-- Goal --
Make an exact copy of the listing below.
--- start Stored rows ---
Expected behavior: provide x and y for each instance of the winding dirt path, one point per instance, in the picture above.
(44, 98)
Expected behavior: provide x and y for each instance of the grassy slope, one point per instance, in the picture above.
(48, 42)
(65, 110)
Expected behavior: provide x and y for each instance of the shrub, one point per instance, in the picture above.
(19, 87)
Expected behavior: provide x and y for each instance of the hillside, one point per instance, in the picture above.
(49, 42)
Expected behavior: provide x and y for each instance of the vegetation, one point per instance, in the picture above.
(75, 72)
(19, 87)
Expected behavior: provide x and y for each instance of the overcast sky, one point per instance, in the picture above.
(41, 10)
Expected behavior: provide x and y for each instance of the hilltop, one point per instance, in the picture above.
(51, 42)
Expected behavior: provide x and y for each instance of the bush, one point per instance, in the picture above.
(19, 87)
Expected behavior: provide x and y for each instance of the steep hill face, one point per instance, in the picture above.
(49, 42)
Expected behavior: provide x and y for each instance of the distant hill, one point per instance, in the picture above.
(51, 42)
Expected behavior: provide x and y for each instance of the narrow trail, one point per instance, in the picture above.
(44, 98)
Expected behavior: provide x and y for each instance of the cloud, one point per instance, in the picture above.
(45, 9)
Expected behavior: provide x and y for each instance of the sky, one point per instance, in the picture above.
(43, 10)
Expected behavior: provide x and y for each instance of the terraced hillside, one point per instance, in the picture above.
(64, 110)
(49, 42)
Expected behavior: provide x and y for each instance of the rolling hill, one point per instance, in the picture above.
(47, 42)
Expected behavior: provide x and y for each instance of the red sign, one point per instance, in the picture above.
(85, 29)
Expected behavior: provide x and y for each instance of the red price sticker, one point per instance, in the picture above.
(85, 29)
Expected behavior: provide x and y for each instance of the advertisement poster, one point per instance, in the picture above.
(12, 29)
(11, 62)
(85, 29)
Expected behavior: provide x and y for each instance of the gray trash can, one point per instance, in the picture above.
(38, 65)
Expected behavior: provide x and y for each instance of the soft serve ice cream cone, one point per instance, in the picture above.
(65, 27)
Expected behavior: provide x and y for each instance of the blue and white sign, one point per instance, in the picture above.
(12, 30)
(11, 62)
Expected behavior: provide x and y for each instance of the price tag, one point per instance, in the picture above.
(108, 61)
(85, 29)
--- end Stored rows ---
-- The reply --
Expected behavior: provide x and y for each instance of the winding dirt path, one point per instance, in the picture above.
(44, 98)
Expected behavior: provide x and y for each instance of the grassy slope, one point per instance, in the picture above.
(48, 42)
(65, 110)
Expected behavior: provide x and y for each instance of the shrub, one point per instance, in the picture above.
(19, 87)
Expected behavior: provide x and y for each instance of the hillside, one point per instance, in the picture above.
(49, 42)
Expected behavior: provide x and y for each instance of the vegetation, one point per instance, in the picture above.
(75, 72)
(19, 87)
Expected behavior: provide x and y for each instance of the overcast sky, one point per instance, in the picture above.
(41, 10)
Expected behavior: provide x and y for each instance of the hilltop, one point per instance, in the picture above.
(51, 42)
Expected behavior: provide x and y for each instance of the bush, one point per instance, in the picture above.
(19, 87)
Expected behavior: provide x and y for each instance of the steep hill face, one point per instance, in the picture above.
(49, 42)
Expected behavior: provide x and y for each instance of the distant hill, one point per instance, in the picture above.
(51, 42)
Expected behavior: provide x and y for each instance of the narrow trail, one point per instance, in the picture above.
(44, 98)
Expected behavior: provide x and y for each instance of the cloud, one point per instance, in the picture above.
(45, 9)
Expected behavior: provide x and y for each instance of the sky, one point per instance, in the picture above.
(43, 10)
Expected behavior: provide x and y for each instance of the terraced hillside, one point per instance, in the picture above.
(64, 110)
(49, 42)
Expected behavior: provide x and y for each instance of the rolling hill, one point per instance, in the picture above.
(47, 42)
Expected behavior: provide x and y for each instance of the red sign, one point per instance, in the picture above.
(85, 29)
Expected behavior: provide x and y for each instance of the red price sticker, one point per instance, in the picture above.
(85, 29)
Expected behavior: provide x and y for each instance of the advertisement poster, one point per instance, in the picture above.
(12, 29)
(11, 62)
(85, 29)
Expected behavior: provide x and y for each instance of the gray trash can, one point per instance, in the picture above.
(38, 65)
Expected behavior: provide x and y for each instance of the soft serve ice cream cone, one point per instance, in the picture above.
(65, 27)
Expected behavior: provide x and y for each instance of the blue and white sign, one point per instance, in the picture above.
(12, 30)
(11, 62)
Expected behavior: provide x and y for each instance of the price tag, one point per instance, in the picture above.
(108, 61)
(85, 29)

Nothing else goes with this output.